◆ **PROBLEM**
The answer should consist of each line below that contains the word "after".

◆ **DATA FOR THE TASK**
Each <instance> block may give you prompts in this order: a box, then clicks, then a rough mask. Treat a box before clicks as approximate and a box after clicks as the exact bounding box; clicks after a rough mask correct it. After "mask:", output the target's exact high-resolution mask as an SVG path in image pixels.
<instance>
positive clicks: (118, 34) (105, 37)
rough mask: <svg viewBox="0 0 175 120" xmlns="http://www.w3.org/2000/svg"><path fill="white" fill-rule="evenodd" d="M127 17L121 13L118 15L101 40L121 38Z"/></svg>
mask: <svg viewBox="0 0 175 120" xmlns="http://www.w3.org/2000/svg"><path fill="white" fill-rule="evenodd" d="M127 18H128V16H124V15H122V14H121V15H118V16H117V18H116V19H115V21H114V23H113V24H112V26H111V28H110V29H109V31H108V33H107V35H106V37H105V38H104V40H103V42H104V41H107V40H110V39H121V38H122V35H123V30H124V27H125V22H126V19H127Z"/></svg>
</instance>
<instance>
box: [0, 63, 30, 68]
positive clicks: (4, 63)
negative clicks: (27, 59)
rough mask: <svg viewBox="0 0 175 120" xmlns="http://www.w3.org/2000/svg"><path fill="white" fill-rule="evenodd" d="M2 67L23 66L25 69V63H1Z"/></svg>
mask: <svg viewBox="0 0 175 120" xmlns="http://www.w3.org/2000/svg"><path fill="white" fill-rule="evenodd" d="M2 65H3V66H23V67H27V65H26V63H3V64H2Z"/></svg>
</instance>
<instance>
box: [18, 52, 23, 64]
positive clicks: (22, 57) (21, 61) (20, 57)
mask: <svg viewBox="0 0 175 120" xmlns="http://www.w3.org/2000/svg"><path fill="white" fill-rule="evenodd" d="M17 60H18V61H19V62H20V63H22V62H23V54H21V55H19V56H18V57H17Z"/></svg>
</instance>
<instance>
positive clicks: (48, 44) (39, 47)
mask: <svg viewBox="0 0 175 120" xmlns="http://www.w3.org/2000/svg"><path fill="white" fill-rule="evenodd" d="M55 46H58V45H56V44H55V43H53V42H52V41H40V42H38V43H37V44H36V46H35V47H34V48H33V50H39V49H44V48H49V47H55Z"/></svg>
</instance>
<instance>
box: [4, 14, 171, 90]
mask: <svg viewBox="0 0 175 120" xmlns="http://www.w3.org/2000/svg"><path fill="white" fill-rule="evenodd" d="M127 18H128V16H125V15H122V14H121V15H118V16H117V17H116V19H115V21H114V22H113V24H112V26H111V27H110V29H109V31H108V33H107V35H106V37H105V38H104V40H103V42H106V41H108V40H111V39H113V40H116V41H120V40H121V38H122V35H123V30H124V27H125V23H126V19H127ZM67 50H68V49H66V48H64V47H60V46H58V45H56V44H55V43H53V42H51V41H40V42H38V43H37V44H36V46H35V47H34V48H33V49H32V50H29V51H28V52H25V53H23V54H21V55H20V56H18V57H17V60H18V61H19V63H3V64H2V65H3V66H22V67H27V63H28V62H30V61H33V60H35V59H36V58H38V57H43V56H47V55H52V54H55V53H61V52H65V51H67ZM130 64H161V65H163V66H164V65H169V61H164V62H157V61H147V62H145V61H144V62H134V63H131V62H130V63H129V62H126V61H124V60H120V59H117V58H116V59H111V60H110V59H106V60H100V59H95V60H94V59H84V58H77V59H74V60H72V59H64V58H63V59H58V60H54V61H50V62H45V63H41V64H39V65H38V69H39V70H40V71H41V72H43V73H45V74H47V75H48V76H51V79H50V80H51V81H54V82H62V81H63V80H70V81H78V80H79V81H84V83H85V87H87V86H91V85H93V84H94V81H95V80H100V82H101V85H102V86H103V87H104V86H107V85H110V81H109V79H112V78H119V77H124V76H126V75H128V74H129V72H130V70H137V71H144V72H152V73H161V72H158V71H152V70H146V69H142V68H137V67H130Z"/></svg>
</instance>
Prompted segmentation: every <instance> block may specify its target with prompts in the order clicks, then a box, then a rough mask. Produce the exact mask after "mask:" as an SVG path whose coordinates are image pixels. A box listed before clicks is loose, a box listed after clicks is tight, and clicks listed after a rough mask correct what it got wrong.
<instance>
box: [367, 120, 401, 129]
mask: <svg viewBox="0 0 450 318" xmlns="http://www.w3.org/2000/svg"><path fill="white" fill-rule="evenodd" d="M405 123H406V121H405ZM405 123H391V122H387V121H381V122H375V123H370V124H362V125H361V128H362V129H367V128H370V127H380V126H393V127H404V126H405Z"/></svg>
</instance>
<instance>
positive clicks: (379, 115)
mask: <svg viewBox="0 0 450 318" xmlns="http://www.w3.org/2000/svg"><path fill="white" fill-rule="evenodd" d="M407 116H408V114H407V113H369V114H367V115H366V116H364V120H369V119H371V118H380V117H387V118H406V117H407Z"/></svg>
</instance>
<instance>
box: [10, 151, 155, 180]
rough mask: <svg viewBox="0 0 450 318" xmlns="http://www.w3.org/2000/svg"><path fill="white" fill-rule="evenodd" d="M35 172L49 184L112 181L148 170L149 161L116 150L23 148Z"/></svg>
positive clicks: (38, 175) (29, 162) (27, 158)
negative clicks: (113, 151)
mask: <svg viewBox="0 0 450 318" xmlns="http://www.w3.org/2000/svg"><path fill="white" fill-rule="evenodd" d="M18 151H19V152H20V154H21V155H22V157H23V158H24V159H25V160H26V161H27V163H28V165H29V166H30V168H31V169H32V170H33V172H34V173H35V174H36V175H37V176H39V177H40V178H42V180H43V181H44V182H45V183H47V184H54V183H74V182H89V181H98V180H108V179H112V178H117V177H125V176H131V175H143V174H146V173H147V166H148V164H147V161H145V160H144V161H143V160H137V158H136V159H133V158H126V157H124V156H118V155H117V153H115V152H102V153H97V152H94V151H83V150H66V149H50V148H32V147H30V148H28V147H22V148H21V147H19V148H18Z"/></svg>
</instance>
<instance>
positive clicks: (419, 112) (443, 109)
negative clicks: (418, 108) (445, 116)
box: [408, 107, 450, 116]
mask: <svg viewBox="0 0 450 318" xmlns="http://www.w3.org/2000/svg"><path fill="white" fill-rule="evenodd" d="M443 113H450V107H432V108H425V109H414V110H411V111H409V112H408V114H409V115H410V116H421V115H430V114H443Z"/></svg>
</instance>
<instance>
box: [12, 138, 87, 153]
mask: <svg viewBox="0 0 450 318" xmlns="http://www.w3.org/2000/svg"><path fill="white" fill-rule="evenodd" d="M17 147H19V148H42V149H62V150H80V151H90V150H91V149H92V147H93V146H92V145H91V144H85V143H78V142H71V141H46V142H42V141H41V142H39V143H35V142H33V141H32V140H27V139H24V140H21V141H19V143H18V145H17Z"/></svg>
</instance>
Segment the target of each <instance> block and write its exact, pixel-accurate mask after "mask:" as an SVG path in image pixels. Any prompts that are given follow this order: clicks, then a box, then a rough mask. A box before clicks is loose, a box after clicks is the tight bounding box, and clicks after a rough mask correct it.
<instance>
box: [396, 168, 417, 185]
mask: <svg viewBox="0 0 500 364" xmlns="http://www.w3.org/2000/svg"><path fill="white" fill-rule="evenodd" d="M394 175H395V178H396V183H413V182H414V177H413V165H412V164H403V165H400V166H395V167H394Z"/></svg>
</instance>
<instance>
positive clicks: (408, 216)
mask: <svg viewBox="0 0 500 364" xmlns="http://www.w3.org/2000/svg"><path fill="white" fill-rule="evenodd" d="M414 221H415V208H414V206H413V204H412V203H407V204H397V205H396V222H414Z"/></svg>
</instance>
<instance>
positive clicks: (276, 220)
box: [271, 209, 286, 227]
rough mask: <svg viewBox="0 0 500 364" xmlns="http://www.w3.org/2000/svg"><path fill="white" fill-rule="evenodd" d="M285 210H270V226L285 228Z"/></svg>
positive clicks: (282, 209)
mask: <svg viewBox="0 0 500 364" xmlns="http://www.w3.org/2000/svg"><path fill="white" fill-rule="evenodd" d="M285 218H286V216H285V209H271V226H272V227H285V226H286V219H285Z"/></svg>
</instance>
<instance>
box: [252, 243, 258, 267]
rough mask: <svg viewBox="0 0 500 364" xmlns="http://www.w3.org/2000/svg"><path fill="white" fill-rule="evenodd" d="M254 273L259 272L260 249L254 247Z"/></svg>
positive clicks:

◆ **RESPONSE AREA**
Each <instance> block may give you prompts in this order: a box, then clicks, then a rough mask. Treat a box before clicks as approximate and a box after clicks as the exact bounding box; clicks after a rough mask correct it. After "mask:", output the target's exact high-resolution mask as an SVG path in image pixels.
Prompted segmentation: every <instance> block may specify its target with prompts in the order clicks, then a box, then a rough mask. Produce the exact mask after "mask:" as an SVG path whose coordinates are image pixels. A box listed before clicks is loose, a box listed after clicks is tight, and clicks listed after a rough mask correct what it got wrong.
Segment the target of each <instance> block and write its exact, pixel-accurate mask after "mask:" as an SVG path in image pixels. Any prompts that are given follow this order: clicks, then a box, then a rough mask. A box before clicks is loose, a box after clicks is the tight bounding box, and clicks after a rough mask correct it.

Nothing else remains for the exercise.